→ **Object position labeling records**
((
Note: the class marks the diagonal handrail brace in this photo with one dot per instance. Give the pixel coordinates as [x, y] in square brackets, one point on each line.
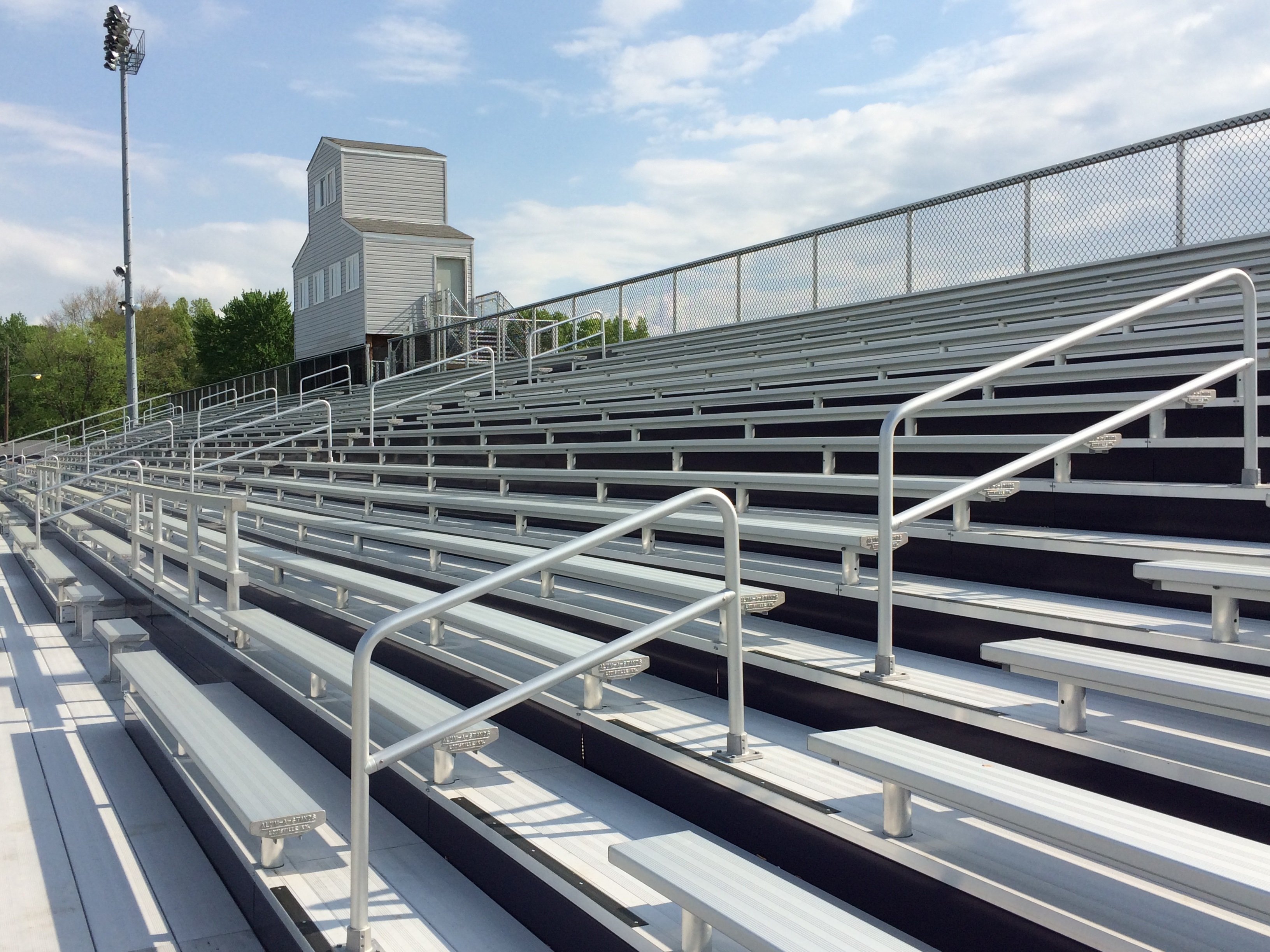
[330, 428]
[364, 765]
[884, 663]
[449, 385]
))
→ **EXERCISE GOAL**
Please copy every line of the records again, with the pictures omitted, and adjust each coordinate in the answers by -16.

→ **ANSWER TO THE PROBLEM**
Note: the class marks the diagonal handrail brace in this photo with one dot per instance. Give the pixel coordinates as [x, y] in square brackets, one point on each line.
[314, 412]
[348, 749]
[868, 647]
[433, 369]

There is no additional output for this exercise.